# WORK TASK
Every entry is to be returned verbatim.

RAW DATA section start

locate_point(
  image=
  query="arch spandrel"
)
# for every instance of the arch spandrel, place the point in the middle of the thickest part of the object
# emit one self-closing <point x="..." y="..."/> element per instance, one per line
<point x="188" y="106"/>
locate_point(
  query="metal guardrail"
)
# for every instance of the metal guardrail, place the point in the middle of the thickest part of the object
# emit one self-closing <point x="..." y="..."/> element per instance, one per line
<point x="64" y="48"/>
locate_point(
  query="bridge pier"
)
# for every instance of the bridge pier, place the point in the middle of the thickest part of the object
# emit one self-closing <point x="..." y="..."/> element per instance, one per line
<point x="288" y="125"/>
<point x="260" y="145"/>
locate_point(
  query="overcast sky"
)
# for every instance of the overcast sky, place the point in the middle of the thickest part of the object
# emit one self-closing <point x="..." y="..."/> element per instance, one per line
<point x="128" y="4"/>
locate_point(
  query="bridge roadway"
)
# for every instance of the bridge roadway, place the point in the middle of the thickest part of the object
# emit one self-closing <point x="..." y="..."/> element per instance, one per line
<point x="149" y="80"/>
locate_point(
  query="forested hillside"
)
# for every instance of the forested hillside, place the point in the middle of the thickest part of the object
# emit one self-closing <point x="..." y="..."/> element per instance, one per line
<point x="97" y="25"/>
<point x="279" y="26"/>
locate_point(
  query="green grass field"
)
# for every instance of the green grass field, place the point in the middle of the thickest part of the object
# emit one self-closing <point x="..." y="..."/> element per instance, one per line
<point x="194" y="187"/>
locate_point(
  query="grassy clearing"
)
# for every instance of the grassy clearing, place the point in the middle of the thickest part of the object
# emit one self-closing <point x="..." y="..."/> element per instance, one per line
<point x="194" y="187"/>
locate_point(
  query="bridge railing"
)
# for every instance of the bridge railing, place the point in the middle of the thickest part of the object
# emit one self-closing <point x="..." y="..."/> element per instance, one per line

RAW DATA section end

# EXERCISE RESPONSE
locate_point(
  image=
  query="arch spandrel"
)
# for every instance of the arch spandrel, place the point in the middle of the thickest part of the object
# emit one self-closing <point x="..." y="..."/> element per instance, one per line
<point x="188" y="106"/>
locate_point(
  query="metal guardrail"
)
# for every instance of the metal guardrail, place the point in the middle of the thickest part of the object
# emit one self-closing <point x="..." y="..."/> element per instance, one per line
<point x="64" y="48"/>
locate_point(
  query="bridge pier"
)
# for every instance of the bridge pier, place the point in the middle of the thickest part of the object
# emit one self-closing <point x="..." y="..."/> element per instance, one per line
<point x="288" y="125"/>
<point x="260" y="145"/>
locate_point(
  query="overcast sky"
)
# for every instance of the overcast sky, place the point in the middle of the thickest part of the object
# emit one self-closing <point x="..." y="..."/> element per instance, one per line
<point x="128" y="4"/>
locate_point(
  query="bridge roadway"
)
# for every instance of the bridge roadway, place the point in the middle of the thickest part of the object
# emit one self-closing <point x="..." y="..."/> element per instance, one per line
<point x="149" y="80"/>
locate_point(
  query="forested hillside"
)
# for every instance of the forested hillside, place the point in the middle of the thickest part of the object
# emit one self-closing <point x="..." y="..."/> element per instance, one per line
<point x="97" y="25"/>
<point x="279" y="26"/>
locate_point(
  query="green grass field"
)
# for every instance of the green grass field, place the point in the middle of the thickest part of the object
# emit one self-closing <point x="..." y="..."/> element per instance, one per line
<point x="194" y="187"/>
locate_point(
  query="grassy clearing"
)
# for every instance of the grassy clearing, place the point in the middle of the thickest part of the object
# emit one self-closing <point x="..." y="..."/> element per instance, one per line
<point x="194" y="187"/>
locate_point(
  query="bridge railing"
)
# for every instance of the bridge railing, place the point in the middle of the thickest part of the object
# emit one self-closing <point x="..." y="..."/> element per instance, one per line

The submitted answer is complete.